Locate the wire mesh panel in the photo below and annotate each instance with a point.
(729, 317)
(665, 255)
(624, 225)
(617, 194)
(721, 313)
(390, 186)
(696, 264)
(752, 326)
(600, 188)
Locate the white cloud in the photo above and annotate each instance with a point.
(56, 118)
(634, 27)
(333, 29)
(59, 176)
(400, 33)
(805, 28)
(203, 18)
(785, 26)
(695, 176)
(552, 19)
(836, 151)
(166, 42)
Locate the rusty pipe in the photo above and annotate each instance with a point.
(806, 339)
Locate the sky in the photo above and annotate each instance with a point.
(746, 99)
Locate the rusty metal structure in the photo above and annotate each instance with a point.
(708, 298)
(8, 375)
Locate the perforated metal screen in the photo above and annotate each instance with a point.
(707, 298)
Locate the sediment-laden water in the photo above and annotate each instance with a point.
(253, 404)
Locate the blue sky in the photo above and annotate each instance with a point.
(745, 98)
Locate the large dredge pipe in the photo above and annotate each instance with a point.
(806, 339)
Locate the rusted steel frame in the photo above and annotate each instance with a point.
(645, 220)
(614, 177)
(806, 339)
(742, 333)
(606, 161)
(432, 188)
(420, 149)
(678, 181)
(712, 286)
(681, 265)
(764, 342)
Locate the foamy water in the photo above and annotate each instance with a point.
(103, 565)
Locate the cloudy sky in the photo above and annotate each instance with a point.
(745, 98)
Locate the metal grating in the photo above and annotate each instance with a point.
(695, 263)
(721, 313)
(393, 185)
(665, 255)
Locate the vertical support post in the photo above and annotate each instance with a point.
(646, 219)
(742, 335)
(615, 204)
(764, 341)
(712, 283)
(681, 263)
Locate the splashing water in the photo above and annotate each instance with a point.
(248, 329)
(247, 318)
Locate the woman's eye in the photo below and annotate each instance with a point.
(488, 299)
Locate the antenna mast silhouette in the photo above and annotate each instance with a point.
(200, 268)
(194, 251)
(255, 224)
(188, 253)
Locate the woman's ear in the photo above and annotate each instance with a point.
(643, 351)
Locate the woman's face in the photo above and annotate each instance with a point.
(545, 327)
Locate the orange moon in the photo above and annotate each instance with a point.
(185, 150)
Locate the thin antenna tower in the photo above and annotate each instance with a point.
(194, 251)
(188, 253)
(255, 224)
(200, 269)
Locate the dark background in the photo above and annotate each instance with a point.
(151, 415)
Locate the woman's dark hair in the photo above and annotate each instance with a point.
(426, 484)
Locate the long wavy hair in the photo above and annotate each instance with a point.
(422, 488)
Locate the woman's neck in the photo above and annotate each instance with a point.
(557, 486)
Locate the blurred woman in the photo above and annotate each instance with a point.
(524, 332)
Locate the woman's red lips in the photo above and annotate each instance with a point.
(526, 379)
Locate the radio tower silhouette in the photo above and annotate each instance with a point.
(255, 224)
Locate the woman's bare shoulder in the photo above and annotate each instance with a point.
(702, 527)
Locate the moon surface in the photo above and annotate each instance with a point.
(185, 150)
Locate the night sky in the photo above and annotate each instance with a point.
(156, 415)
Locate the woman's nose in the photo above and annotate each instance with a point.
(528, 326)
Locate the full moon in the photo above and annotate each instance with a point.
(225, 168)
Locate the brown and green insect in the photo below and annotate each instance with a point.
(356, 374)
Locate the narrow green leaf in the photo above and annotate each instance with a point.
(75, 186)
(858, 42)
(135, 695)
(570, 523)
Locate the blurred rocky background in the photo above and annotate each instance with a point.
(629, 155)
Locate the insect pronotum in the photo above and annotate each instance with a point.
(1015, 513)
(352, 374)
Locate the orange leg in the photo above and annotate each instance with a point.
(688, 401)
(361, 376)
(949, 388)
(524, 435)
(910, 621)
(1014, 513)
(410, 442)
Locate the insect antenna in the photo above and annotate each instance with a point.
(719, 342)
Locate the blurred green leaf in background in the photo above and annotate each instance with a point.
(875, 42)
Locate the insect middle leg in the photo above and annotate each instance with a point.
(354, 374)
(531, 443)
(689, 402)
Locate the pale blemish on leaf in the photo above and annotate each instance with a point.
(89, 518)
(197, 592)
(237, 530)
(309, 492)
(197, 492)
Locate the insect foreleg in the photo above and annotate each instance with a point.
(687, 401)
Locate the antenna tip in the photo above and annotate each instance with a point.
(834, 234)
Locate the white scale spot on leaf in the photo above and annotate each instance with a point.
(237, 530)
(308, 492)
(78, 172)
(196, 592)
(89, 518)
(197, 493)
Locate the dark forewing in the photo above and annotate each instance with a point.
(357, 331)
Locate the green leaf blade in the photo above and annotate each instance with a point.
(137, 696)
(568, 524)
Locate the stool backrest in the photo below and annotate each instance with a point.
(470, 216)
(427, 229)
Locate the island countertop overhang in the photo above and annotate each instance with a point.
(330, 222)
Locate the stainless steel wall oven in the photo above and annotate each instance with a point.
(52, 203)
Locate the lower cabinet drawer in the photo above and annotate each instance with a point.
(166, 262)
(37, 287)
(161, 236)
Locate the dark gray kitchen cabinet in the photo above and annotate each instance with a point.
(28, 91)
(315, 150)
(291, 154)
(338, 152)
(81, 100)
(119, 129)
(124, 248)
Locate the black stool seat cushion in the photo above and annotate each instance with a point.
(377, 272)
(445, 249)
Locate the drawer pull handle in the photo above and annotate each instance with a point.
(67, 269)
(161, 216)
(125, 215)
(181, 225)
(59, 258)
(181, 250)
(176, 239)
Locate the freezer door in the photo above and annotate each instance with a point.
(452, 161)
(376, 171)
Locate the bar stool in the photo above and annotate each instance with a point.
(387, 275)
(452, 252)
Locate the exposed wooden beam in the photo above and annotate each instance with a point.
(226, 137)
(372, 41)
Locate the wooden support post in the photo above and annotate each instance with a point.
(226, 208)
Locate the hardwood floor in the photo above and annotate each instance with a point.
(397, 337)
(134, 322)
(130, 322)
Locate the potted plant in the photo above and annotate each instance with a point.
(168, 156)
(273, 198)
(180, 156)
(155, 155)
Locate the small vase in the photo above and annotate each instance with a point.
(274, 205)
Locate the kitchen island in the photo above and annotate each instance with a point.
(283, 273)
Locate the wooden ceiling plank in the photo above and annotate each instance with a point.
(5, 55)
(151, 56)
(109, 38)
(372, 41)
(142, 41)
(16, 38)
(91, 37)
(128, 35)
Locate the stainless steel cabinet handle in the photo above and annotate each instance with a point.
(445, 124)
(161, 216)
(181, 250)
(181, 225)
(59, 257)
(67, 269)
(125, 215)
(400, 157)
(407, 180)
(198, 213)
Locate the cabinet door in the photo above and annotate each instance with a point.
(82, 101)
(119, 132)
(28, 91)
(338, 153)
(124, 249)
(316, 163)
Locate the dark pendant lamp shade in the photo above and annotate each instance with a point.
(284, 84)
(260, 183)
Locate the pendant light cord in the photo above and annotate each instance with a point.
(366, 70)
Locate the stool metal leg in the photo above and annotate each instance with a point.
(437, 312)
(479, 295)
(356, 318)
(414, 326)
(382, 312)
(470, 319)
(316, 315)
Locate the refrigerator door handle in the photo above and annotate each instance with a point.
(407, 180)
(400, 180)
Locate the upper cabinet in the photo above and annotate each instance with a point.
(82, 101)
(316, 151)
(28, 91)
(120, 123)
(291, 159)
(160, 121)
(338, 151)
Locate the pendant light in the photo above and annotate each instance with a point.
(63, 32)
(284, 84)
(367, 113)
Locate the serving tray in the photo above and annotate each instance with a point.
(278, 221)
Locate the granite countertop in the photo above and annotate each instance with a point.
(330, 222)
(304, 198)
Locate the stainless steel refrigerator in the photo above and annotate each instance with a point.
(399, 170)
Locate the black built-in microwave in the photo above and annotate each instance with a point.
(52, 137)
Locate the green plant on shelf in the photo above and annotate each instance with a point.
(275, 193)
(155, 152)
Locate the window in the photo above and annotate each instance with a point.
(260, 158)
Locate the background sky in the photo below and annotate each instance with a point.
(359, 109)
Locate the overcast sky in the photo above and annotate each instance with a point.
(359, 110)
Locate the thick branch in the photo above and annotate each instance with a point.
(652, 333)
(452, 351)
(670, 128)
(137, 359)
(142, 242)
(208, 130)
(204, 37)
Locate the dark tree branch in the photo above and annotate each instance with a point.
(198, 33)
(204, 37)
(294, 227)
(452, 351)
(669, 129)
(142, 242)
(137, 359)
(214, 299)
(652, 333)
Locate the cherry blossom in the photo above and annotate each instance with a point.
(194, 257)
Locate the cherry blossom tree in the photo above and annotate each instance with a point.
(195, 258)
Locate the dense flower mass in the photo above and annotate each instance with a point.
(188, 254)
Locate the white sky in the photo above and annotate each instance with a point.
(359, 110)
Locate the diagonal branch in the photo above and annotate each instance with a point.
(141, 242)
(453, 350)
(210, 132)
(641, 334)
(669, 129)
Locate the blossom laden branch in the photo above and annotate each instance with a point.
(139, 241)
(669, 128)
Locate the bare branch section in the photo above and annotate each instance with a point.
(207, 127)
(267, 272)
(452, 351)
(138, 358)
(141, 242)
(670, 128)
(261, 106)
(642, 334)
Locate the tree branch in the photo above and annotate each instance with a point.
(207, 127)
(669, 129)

_ _ _ _ _

Copy the rows word for word, starting at the line that contains "Locate the diagonal" and ending at the last row, with both ends included.

Locate the diagonal branch in the photo above and annotate each instance with a point.
(141, 242)
(453, 350)
(210, 132)
(641, 334)
(669, 129)
Locate the blossom laden branch in the photo above and annotate each instance with a point.
(139, 241)
(669, 128)
Locate the bare branch section in the photo above and annotate each instance with a point.
(207, 127)
(267, 272)
(452, 351)
(138, 358)
(141, 242)
(670, 128)
(261, 106)
(642, 334)
Locate the tree branch in the photo above and annotate each instance with a point.
(207, 127)
(669, 129)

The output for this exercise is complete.